### What to do
a: Reproduce, word for word, the passage of the Schools Action Union article between "The SAU dissolved" and "sex schools continue.", inclusive.
b: Write the next part of the Schools Action Union article, beginning after its final sentence.

### Page
^^^^
Schools Action Union
- Predecessor: Free Schools Campaign
- Founded: 1969
- Dissolved: 1974
- Headquarters: North Gower Street, London
- Location: United Kingdom;
- Publication: Rebel and Vanguard

= Schools Action Union =

British students' union for school children

The Schools Action Union (SAU) was a British students' union for school children active in the early 1970s. It formed at the Free School Campaign (FSC) conference of January 1969 from attendees who did not want to follow the non-political path chosen by the FSC. The SAU set out a list of aims that included the abolition of corporal punishment in schools and the transition of all schools to become comprehensive and co-educational. A number of journals were published and the union, which became dominated by Maoists, organised significant school strikes in May 1972.

The SAU dissolved in 1974 but the abolition campaign continued and saw corporal punishment banned nationally in all state schools in 1986; though non-comprehensive and single sex schools continue.

== Formation and aims ==
Movement towards a national schools union had begun in the late 1960s, inspired by the university student unions. Students at Manchester's Myles Platting Secondary Modern School went on strike in March 1968 in protest at the use of the tawse for corporal punishment and afterwards formed the Manchester Union of Secondary Students. This was quickly followed by the founding of the Swansea Union of Progressive Students, the Bristol Sixth Form Alliance and the Cardiff Union of Secondary Schools. Tricia Jaffe, who later became a founding member of the Schools Action Union (SAU), formed the Free Schools Campaign (FSC) in October 1968, being inspired by a visit to Paris.
^^^^
### Listed records
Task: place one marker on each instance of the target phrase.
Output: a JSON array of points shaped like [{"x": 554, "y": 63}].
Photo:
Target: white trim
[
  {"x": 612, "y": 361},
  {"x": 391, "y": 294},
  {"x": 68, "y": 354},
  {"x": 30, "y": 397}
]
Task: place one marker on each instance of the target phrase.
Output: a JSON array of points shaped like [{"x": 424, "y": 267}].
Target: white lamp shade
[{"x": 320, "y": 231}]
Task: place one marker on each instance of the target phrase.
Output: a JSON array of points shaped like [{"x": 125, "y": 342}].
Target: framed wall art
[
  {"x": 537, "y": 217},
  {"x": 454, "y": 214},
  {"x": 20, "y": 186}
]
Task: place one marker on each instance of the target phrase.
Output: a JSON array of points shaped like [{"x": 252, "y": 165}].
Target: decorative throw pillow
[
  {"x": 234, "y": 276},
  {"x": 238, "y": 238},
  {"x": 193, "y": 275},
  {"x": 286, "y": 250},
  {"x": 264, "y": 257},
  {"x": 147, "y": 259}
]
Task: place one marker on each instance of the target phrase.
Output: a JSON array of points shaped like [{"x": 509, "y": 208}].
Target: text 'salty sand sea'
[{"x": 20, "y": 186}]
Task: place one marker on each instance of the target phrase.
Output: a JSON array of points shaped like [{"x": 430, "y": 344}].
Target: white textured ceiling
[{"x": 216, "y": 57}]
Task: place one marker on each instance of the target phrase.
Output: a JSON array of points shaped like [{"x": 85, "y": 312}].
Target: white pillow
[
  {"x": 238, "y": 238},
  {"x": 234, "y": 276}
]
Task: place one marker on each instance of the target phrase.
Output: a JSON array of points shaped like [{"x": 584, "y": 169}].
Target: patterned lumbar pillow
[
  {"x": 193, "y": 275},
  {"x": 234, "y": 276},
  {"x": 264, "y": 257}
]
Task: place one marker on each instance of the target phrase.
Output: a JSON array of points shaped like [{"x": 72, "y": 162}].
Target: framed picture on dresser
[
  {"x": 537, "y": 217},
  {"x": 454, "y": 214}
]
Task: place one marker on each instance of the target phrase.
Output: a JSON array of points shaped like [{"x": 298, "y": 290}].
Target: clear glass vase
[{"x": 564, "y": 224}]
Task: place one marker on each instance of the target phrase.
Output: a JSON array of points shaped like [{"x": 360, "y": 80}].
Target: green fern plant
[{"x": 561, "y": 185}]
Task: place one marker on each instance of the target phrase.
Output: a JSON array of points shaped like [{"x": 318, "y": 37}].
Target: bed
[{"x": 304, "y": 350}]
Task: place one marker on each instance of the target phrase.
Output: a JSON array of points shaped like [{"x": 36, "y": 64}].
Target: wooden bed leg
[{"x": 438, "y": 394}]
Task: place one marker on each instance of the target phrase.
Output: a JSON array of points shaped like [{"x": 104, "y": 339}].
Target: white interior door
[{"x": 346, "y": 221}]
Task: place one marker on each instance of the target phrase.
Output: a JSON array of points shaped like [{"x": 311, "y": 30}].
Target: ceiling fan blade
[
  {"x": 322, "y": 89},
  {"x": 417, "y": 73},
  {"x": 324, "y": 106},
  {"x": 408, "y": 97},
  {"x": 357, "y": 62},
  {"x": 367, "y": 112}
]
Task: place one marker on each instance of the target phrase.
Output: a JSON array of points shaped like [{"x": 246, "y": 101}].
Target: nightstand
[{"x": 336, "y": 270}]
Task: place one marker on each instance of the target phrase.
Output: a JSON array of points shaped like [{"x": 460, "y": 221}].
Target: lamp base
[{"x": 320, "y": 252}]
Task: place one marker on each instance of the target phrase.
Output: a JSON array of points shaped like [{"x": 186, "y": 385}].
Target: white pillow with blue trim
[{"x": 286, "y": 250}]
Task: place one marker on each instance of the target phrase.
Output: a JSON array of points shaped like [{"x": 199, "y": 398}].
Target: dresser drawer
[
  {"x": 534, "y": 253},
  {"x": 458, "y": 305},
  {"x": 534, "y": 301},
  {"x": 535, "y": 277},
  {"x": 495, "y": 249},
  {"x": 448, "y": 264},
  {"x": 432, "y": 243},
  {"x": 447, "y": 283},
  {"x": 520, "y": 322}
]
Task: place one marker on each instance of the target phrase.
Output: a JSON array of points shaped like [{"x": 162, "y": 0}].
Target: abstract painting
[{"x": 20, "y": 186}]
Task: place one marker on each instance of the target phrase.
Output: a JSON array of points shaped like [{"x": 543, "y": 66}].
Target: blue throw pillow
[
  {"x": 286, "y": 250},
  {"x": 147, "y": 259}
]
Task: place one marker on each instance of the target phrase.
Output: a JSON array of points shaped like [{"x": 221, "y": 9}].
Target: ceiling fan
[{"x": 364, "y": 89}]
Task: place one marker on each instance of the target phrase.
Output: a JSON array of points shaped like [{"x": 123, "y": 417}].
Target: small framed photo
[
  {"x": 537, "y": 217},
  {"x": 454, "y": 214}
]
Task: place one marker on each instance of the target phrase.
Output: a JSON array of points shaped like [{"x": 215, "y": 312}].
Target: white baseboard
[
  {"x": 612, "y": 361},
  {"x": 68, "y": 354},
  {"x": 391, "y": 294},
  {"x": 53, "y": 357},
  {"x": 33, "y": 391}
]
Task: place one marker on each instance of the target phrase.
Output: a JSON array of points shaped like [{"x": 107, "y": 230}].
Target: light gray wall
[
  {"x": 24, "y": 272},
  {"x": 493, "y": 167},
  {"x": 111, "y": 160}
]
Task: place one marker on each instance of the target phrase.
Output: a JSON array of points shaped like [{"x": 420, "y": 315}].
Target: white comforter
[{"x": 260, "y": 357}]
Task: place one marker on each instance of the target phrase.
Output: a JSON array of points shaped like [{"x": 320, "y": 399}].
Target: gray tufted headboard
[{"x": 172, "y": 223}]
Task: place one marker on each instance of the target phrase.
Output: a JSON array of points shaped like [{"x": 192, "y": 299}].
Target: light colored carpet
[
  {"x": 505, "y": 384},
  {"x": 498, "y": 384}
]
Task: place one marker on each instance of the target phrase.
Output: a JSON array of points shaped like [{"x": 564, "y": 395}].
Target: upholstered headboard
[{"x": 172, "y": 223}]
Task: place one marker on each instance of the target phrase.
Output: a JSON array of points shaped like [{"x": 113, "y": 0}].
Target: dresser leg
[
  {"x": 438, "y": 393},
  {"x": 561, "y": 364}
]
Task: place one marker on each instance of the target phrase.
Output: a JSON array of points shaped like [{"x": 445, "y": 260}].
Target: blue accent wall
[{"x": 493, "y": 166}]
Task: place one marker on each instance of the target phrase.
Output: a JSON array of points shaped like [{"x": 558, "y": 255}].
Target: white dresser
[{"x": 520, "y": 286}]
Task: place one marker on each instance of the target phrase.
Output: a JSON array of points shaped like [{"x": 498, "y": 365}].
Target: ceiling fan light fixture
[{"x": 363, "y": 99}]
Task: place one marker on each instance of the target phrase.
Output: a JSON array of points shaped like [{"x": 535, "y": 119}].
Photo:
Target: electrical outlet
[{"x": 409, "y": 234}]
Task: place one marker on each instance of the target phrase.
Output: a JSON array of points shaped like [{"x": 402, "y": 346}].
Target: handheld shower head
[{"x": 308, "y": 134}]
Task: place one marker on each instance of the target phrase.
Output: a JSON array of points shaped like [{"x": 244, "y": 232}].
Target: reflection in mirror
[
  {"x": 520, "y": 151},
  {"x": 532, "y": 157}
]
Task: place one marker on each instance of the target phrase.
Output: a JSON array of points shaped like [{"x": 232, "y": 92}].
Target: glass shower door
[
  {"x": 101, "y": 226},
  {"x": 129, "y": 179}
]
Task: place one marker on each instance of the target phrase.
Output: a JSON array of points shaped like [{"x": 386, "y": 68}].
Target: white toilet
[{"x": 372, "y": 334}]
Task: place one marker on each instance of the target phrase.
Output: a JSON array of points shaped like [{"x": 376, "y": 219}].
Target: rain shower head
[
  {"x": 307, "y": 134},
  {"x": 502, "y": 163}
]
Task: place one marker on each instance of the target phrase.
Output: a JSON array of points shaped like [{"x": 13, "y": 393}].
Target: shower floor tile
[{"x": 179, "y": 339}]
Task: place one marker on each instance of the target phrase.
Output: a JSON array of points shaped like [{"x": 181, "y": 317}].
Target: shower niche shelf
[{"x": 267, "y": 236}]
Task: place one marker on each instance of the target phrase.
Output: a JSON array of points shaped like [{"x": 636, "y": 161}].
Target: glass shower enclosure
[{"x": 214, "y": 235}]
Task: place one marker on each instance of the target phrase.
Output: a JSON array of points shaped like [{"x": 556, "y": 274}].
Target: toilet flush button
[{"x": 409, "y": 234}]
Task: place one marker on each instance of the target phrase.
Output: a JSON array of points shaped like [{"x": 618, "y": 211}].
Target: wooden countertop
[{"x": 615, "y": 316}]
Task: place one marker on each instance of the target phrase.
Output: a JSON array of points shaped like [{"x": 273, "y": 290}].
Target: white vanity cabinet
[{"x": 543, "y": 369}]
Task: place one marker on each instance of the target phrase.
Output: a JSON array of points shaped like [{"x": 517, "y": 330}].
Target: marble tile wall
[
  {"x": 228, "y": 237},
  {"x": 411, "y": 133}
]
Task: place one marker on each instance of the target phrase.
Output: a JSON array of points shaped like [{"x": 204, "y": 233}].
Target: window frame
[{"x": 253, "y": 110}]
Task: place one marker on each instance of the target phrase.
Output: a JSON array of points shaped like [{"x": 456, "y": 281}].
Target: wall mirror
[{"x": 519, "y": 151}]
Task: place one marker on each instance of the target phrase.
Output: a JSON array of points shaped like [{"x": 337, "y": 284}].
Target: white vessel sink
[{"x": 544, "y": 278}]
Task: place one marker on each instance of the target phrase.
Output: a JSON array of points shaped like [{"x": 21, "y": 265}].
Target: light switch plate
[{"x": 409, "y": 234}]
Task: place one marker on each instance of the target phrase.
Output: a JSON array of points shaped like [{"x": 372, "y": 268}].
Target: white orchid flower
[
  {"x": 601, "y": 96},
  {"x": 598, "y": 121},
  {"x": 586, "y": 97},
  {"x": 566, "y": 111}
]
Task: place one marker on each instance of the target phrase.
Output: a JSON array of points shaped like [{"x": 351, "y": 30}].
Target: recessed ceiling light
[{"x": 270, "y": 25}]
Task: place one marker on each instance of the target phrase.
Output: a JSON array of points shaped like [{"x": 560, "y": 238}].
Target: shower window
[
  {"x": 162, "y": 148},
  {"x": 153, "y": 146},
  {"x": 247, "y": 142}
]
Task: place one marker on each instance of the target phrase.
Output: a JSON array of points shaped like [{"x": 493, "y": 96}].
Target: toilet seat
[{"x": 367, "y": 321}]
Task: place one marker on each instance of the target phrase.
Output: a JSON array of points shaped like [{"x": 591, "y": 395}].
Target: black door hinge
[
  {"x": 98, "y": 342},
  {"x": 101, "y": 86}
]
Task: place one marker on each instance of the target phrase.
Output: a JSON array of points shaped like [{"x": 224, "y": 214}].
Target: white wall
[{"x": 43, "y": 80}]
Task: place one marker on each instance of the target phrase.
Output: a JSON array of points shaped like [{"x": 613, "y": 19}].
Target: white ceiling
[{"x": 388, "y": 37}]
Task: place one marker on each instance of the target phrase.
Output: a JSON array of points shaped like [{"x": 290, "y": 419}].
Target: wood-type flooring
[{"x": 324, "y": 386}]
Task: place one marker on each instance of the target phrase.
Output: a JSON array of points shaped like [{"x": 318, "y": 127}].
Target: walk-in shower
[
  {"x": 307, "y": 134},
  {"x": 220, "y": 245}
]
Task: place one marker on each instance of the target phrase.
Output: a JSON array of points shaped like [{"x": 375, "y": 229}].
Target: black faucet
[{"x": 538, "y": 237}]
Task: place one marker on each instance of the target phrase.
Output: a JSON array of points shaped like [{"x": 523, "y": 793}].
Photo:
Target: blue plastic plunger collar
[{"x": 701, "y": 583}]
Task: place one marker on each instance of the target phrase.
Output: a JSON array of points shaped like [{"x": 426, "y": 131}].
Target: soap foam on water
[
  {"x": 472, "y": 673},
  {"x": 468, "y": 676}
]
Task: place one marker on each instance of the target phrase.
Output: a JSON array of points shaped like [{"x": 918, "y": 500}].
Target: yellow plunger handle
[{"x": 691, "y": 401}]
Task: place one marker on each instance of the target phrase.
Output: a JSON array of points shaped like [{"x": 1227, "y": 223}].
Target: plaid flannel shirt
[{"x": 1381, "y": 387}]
^^^^
### Outputs
a:
The SAU dissolved in 1974 but the abolition campaign continued and saw corporal punishment banned nationally in all state schools in 1986; though non-comprehensive and single sex schools continue.

b:
The FSC held a conference in January 1969 that brought together various like-minded organisations including the Secondary School Students Union and regional groups from Leicester and Scotland. The conference drew protests from the National Front, requiring a large police presence, and was covered by ITV's World in Action current affairs programme. The FSC conference decided that the organisation should proceed on a non-political basis. However, a splinter group disagreed and decided to form the SAU.

The SAU started after the conference with 20 regional branches and modelled itself on the French student organisations of the 1960s (which had led the unrest of May 1968). It described itself as a political organisation with a "Marxist-Leninist-Liberal broad front"; the Daily Telegraph described it as "extreme Maoist" in nature. Indeed, writers Martin Hoyles, Alison Assiter and Avedon Carol described the SAU as highly militant Maoists, especially in comparison to the National Union of School Students (NUSS, founded in 1972).

The SAU viewed the schools of the time as "instruments of capitalist oppression" and set out a series of aims to reform the education sector:

- Control of schools to be placed into the hands of their pupils and staff
- Freedom of speech and freedom of assembly to be guaranteed
- Corporal punishment in schools to be abolished
- School uniforms to be abolished
- All schools to become comprehensive and co-educational
- Teachers' salaries to be increased

A list of demands was sent to Edward Short, the Secretary of State for Education in March 1969.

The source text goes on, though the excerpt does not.